#### Task requirements:
Restate the entries below verbatim.

#### Recorded information:

+-------+

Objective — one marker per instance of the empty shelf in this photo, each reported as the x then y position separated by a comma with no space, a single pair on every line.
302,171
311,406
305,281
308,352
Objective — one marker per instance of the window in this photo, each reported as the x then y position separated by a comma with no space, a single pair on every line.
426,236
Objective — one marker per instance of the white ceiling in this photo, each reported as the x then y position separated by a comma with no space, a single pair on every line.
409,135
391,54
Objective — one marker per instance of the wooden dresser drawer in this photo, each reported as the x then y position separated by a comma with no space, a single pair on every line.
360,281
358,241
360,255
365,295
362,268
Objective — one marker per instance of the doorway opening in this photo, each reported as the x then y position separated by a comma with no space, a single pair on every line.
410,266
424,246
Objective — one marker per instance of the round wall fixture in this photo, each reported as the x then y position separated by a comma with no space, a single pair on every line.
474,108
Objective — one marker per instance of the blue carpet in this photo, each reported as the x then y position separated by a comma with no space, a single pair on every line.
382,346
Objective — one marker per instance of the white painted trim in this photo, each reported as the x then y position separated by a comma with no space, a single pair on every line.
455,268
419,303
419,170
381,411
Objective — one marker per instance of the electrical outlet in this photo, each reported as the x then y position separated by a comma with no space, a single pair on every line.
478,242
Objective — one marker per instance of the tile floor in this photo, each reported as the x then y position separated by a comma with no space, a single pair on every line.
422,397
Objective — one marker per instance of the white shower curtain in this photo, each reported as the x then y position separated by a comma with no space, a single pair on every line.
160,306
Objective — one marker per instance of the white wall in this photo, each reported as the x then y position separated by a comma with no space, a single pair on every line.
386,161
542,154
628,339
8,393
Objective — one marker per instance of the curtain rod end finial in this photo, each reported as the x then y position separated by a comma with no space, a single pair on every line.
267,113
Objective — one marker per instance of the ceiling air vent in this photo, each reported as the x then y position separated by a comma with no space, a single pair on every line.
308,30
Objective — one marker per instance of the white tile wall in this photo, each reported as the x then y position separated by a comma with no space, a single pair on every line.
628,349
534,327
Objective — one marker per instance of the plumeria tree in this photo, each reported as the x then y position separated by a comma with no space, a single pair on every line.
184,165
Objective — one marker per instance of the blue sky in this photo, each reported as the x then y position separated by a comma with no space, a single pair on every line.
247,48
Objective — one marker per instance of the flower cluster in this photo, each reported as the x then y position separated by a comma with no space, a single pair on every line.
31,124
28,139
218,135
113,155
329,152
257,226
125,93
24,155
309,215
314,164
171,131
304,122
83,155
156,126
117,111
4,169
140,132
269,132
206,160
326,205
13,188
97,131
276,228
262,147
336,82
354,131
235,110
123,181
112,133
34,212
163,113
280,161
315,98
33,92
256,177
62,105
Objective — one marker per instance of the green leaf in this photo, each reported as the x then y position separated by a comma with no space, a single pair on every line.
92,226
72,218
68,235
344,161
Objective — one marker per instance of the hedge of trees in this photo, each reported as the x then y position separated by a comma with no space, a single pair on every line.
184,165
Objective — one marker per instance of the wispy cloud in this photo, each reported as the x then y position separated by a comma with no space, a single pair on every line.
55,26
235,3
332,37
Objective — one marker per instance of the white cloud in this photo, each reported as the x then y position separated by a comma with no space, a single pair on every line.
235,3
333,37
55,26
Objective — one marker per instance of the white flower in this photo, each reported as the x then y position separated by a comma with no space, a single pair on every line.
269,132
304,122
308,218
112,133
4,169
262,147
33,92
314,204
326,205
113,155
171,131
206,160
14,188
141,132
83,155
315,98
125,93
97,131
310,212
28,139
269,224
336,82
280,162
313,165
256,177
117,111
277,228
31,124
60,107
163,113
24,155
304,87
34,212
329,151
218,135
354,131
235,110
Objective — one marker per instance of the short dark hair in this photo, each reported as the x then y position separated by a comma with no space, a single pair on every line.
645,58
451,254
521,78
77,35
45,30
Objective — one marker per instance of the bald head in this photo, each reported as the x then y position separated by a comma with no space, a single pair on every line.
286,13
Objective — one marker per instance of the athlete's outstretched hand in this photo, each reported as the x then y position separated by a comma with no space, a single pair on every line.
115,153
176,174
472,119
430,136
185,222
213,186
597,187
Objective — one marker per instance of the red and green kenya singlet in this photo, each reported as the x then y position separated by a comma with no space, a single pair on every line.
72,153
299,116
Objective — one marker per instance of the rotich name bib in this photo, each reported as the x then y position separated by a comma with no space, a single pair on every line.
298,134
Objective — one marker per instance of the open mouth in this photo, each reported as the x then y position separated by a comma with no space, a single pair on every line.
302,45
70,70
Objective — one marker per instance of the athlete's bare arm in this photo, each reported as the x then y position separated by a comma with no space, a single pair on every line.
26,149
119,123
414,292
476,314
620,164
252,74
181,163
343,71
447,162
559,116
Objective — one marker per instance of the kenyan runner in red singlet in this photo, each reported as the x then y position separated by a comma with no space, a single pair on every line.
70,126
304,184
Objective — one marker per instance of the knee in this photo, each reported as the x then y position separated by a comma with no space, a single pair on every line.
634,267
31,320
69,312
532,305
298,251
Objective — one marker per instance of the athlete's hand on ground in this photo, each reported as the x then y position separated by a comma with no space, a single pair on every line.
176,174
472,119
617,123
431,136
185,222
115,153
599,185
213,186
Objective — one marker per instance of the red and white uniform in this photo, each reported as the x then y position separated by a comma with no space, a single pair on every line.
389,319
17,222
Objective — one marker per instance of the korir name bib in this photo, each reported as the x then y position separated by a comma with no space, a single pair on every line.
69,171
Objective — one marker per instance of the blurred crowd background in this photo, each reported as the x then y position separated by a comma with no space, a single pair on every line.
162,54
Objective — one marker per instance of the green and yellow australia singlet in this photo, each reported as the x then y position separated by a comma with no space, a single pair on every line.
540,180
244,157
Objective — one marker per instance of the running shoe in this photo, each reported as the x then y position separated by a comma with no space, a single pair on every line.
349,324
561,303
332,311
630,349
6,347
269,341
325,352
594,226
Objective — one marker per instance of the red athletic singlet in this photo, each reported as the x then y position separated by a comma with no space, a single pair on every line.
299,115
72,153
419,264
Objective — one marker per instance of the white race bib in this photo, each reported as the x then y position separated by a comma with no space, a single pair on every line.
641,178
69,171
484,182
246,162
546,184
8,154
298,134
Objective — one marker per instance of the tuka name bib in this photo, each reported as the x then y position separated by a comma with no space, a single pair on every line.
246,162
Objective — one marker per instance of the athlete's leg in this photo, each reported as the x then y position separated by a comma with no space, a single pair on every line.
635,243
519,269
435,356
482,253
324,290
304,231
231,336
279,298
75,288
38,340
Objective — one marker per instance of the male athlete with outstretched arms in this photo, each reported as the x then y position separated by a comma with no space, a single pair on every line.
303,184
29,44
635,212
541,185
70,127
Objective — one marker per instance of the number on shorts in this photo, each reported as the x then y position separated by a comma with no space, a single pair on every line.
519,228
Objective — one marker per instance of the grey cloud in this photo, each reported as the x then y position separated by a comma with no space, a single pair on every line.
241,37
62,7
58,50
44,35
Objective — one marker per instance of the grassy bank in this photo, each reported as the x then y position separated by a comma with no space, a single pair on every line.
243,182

+-------+

#### Output for this exercise:
Objective — one marker per instance of the empty shelf in this photo, each reported as the x then y position separated by a comma with no space, a single pair on every line.
302,171
311,406
305,281
308,352
Objective — one marker per instance of the window in this photo, each reported as the x then y position separated by a comma with no space, a single pair on every line.
426,236
Objective — one marker per instance of the white ceiling in this photo, each reported as the x then y position separated by a comma with no space, a single pair on every line.
409,135
391,54
Objective — one marker per instance of the wooden dresser drawer in this photo, each reported as the x then y position separated by a comma with no space, a single pair on every line.
360,281
358,241
360,255
365,295
362,268
Objective — one marker per instance of the doorway opening in this photo, each reported as the x then y position separated by a comma with no space, a single pair on every line.
410,266
424,246
Objective — one marker per instance of the round wall fixture in this photo, each reported as the x then y position separated by a comma with no space, a single pair on every line.
474,108
Objective — one marker per instance of the blue carpet in this photo, each reported as the x then y position separated by a comma with no space, a single pair on every line.
382,346
Objective — one marker per instance of the white painted trim in this photo, each reported as the x then y position separated by a comma with no space, a single pair on every line.
455,268
419,303
419,170
381,411
Objective — one marker per instance of the electrical outlet in this photo, each reported as the x then y position separated by a comma with no space, a single pair on every line.
478,242
Objective — one marker per instance of the tile floor in this photo, each reported as the x then y position separated by a comma with no space, a single pair on every line.
422,397
Objective — one marker per instance of the white shower curtain in this photo, each reported as the x then y position separated by a comma with no space, a single pair on every line.
160,306
Objective — one marker per instance of the white wall in this photo, each reported as the x then y position separated by a comma with no space, a single pair on every line.
386,161
542,154
628,339
8,393
Objective — one marker per instance of the curtain rod end finial in this photo, each reported as the x then y position separated by a comma with no space, a single pair on every line.
267,113
Objective — one marker per instance of the ceiling air vent in this photo, each reported as the x then y position separated by a comma with no space, a single pair on every line.
308,30
Objective — one marker per instance of the white tile wall in this photo, each reported as the x then y position separated by a comma with no space, a single pair on every line.
628,349
534,327
Objective — one marker per instance of the plumeria tree in this photo, each reported as the x then y position separated by a comma with no space, a single pair on every line.
184,165
Objective — one marker per instance of the blue sky in this photo, each reported as the x then y position separated by a comma with no space, a single pair on every line.
247,48
Objective — one marker per instance of the flower cluster in this photo, each reported as the x then y position separated by a comma with no space, a single pair on every line.
31,124
28,139
218,135
113,155
329,152
257,226
125,93
24,155
309,215
314,164
171,131
304,122
83,155
156,126
117,111
4,169
140,132
269,132
206,160
326,205
13,188
97,131
276,228
262,147
336,82
354,131
235,110
123,181
112,133
34,212
163,113
280,161
315,98
33,92
256,177
62,105
Objective — one marker per instance of the green leaf in this photo, each reported as the x then y position separated by a comma with no space, a single pair on every line.
92,226
72,218
68,235
344,161
Objective — one marker per instance of the hedge of trees in this photo, each reported as the x then y position separated by a comma with no space, a single pair on every line.
184,165
Objective — one marker per instance of the wispy cloud in this photo, each reported as the x then y position separated by a comma with no space, a single pair on every line.
55,26
235,3
332,37
Objective — one marker per instance of the white cloud in this photo, each reported as the x then y position separated by a comma with no space, a single pair on every line.
235,3
333,37
55,26
Objective — one marker per instance of the white flower in this photo, each reported as the x then y position separated by a comma with no space, a single pair on every line.
269,132
304,122
308,218
112,133
4,169
262,147
33,92
314,204
326,205
113,155
171,131
206,160
14,188
141,132
83,155
315,98
125,93
97,131
310,212
28,139
269,224
336,82
280,162
313,165
256,177
117,111
277,228
31,124
60,107
163,113
24,155
304,87
34,212
329,151
218,135
354,131
235,110
Objective — one marker per instance of the short dark hair in this photo, each reported as the x then y position separated by a comma with no space, a single pair on every line.
645,58
451,254
521,78
77,35
45,30
Objective — one marker per instance of the bald head in this photo, each reported as the x then y position separated by a comma with no space, a single pair on every line.
286,13
Objective — one marker per instance of the athlete's outstretched hand in this photo, each reported as the x then y position separated by a comma with no space, a single pair on every line.
115,153
176,174
472,119
430,136
185,222
213,186
597,187
Objective — one marker per instance of the red and green kenya singlet in this photo, each reported as the x then y position separated by a comma with no space, a single pair on every line.
72,153
299,116
Objective — one marker per instance of the rotich name bib in this photo, each reported as the x then y position separated by a comma with no space, a single pair on every line.
298,134
Objective — one marker per instance of the open mouth in this photo, each reported as the x then y position separated by a comma with no space, a single pair on every line.
302,45
70,70
Objective — one marker per instance of the athlete's bare arm in this photo, each reported as the x then y position separated by a comma with no space, a single pair on every line.
26,149
119,123
414,292
476,314
620,164
252,74
181,163
343,71
447,162
559,116
Objective — one marker per instance of the kenyan runner in red singlet in this photo, each reported as the x then y position separated by a comma with no space, a single pair on every line.
70,126
304,184
Objective — one marker per instance of the knee in this photo, each reported as the x then y position separated by a comma with no space, a single pair on every line.
634,267
31,320
69,312
532,305
298,251
Objective — one marker per instance of the athlete's hand on ground in this photo, each reported as the x then y position separated by a comma with no space, a single pair on every line.
176,174
472,119
617,123
431,136
185,222
115,153
599,185
213,186
Objective — one marker per instance of the red and white uniform in this photo, each reported as the x then y position separated by a comma with no space, a single pair on every line.
389,319
17,222
Objective — one marker per instance of the korir name bib in this photo, each reported as the x then y position separated by a comma with no space, a single pair on every line.
69,171
Objective — one marker per instance of the blurred crowd background in this photo, each reported as the x then y position separated by a comma with no space, a single pair on every line.
162,54
Objective — one marker per instance of the green and yellow australia singlet in this photo, each reported as the x then y position separated by a comma with no space, a single pair on every line.
540,180
244,157
Objective — one marker per instance of the running shoe in this photo, each reported as the x then y position separated by a comma with no space, a single pair on every line.
349,324
561,303
332,311
630,349
6,347
269,341
325,352
594,226
Objective — one marker per instance of the red athletic singlet in this photo, each reported as the x then y position separated by a comma with no space, a single pair on every line.
299,115
72,153
419,264
Objective — one marker per instance of the white race bib in this photo, each reported as the x then y position separated by a comma with no space, a single pair on every line.
641,178
69,171
484,182
246,162
546,184
8,154
298,134
Objective — one marker per instance of the tuka name bib in this photo, each reported as the x then y position separated by a comma with no space, a single pair on every line.
246,162
Objective — one marker per instance of the athlete's leg in this photo, each reported as the x then y position separated by a comma with no space, a single pair on every line.
635,243
519,269
435,356
482,253
324,290
304,231
231,336
279,298
75,288
38,340
Objective — one marker per instance of the male athlete with outstretched arms in this photo, each reported as the x then y position separated by a comma with no space, a single pair on every line.
303,184
29,44
635,212
541,185
70,127
Objective — one marker per instance of the number on shorts in this photo, each reported as the x then y position separated by a comma with no space, a single pair on every line.
519,228
Objective — one marker per instance of the grey cloud in this photo, each reported as the x then y position separated by a comma with no space, a single pair on every line.
241,37
62,7
58,50
44,35
Objective — one marker per instance of the grassy bank in this photo, each reported as the x then y position separated by a comma with no space, a single pair on every line.
243,182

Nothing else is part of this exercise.